Edit the stretch of the material below from the line containing "Q: Returning coordinates formatted like [510,277], pin" through the end, changing "car roof" to "vehicle roof" and leaving everything else the same.

#### INPUT RECORDS:
★ ★ ★
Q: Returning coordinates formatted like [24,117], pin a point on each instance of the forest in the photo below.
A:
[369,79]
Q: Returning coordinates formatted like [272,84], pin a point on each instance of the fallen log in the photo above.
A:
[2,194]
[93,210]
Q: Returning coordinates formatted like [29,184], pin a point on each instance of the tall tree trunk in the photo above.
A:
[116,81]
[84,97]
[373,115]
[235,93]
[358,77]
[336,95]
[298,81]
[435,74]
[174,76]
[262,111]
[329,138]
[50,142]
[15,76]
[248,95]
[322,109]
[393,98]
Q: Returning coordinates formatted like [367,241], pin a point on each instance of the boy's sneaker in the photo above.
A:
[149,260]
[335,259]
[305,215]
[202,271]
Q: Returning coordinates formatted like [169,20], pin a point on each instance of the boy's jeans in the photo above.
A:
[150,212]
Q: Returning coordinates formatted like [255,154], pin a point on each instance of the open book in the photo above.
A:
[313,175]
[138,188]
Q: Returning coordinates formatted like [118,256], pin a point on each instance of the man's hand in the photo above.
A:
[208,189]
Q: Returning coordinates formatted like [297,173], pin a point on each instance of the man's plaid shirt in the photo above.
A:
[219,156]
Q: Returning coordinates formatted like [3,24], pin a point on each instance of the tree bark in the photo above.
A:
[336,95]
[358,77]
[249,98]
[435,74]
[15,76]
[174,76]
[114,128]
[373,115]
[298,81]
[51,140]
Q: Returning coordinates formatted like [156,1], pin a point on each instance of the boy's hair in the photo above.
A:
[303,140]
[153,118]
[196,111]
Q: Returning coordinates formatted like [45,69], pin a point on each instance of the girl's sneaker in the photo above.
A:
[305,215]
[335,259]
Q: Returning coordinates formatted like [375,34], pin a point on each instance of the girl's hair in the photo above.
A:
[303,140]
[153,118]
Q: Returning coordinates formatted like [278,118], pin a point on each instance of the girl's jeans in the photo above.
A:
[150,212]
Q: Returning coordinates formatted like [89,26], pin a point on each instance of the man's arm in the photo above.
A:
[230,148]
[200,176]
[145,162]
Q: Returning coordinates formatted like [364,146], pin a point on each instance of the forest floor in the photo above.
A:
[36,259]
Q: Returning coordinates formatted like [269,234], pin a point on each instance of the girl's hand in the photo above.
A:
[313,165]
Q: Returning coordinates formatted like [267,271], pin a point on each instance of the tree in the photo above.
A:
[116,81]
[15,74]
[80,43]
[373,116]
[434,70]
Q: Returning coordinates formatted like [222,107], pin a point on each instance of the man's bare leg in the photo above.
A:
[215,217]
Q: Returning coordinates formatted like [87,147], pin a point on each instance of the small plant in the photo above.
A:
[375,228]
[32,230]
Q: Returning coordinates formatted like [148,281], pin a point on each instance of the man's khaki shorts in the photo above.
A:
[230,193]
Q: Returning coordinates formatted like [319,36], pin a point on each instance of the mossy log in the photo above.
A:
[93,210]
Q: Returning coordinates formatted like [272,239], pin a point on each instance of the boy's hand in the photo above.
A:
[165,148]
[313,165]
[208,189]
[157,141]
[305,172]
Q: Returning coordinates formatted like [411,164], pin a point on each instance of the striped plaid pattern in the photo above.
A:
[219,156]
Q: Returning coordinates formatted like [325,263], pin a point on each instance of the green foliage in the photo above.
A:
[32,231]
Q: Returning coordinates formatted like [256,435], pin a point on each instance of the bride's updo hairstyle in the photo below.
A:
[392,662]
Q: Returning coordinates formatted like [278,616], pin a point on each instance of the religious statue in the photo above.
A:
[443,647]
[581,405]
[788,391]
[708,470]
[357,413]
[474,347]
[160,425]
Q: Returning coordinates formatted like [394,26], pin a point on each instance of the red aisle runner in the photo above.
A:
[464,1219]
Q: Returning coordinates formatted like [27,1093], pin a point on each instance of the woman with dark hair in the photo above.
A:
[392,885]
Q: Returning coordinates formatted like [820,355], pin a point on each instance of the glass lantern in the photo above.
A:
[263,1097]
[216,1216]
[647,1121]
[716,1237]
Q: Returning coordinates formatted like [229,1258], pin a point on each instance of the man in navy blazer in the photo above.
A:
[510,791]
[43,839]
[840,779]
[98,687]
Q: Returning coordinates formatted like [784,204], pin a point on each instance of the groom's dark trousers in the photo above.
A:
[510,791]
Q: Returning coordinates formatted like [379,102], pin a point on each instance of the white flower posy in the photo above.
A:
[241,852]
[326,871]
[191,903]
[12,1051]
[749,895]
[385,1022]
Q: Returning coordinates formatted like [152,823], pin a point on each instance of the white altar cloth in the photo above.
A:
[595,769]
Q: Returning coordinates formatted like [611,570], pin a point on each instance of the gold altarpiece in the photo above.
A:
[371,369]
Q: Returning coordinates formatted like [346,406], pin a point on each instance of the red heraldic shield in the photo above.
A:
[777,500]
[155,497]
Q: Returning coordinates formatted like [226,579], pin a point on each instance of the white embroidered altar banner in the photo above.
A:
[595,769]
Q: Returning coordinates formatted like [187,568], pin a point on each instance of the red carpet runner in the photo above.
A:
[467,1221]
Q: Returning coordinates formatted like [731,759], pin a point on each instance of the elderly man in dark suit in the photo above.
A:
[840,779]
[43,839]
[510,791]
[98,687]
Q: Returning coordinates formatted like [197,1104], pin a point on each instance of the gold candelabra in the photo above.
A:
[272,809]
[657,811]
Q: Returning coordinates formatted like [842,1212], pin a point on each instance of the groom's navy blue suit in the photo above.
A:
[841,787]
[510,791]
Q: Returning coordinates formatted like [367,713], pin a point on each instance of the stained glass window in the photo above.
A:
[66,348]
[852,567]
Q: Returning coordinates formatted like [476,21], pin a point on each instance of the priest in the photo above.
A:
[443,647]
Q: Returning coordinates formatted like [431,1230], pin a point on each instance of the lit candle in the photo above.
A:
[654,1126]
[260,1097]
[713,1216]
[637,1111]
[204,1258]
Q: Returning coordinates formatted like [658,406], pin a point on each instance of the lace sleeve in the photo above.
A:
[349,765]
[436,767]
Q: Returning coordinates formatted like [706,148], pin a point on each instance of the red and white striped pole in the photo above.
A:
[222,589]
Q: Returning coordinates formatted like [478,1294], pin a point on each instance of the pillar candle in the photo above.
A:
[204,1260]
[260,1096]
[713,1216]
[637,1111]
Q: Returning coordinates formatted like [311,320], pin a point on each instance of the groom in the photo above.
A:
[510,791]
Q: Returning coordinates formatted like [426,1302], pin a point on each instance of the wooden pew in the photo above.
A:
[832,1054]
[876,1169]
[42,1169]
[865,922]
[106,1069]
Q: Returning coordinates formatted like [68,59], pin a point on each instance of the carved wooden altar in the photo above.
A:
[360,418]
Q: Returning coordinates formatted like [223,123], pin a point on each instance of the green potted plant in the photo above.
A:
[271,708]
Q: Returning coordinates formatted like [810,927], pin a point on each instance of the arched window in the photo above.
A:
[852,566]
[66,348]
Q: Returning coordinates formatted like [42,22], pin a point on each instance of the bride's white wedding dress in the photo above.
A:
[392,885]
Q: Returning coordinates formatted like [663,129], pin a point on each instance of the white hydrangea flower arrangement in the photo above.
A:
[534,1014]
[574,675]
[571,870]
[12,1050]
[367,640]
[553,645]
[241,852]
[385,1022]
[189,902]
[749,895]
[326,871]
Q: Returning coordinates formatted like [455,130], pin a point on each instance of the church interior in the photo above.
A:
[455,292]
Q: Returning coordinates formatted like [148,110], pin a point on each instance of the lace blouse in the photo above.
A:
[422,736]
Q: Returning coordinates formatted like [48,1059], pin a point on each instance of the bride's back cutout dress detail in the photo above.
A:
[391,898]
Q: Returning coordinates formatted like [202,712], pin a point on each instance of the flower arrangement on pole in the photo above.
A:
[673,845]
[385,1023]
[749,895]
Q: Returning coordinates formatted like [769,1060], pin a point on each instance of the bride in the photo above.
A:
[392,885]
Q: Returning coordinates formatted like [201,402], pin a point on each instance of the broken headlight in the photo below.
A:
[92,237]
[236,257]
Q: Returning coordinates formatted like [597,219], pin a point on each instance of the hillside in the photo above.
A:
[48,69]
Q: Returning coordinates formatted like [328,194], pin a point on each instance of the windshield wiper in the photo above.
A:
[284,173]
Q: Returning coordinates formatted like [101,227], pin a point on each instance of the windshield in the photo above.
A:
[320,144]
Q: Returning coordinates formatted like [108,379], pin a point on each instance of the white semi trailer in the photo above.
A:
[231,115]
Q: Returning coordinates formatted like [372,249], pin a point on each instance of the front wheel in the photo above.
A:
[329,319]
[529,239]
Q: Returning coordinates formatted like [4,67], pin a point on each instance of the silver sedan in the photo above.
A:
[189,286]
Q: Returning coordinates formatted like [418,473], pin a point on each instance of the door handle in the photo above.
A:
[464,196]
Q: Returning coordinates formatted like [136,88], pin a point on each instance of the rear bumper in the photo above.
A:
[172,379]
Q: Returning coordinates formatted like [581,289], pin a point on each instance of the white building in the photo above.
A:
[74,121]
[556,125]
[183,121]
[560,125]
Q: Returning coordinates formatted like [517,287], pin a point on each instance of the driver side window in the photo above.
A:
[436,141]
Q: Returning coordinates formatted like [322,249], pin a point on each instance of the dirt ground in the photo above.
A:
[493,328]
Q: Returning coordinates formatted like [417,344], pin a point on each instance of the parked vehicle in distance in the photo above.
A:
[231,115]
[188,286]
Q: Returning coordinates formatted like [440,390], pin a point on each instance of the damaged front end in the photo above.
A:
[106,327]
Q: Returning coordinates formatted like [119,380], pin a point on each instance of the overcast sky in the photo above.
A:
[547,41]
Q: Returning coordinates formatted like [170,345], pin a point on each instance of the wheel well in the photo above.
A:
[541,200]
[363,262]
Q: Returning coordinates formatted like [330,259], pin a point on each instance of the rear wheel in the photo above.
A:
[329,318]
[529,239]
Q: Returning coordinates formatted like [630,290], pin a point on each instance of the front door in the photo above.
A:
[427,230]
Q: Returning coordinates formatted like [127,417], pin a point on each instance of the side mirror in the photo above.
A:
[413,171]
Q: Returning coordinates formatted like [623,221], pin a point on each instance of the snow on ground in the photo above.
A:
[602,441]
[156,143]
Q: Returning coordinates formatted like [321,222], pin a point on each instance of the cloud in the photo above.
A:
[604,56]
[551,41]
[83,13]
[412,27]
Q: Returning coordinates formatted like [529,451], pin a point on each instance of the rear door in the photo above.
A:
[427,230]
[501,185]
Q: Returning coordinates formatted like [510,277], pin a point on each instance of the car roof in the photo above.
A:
★ ★ ★
#### EXERCISE SOLUTION:
Q: Returning coordinates formatted like [510,277], pin a point on each instance of the vehicle roof in the photo above.
A:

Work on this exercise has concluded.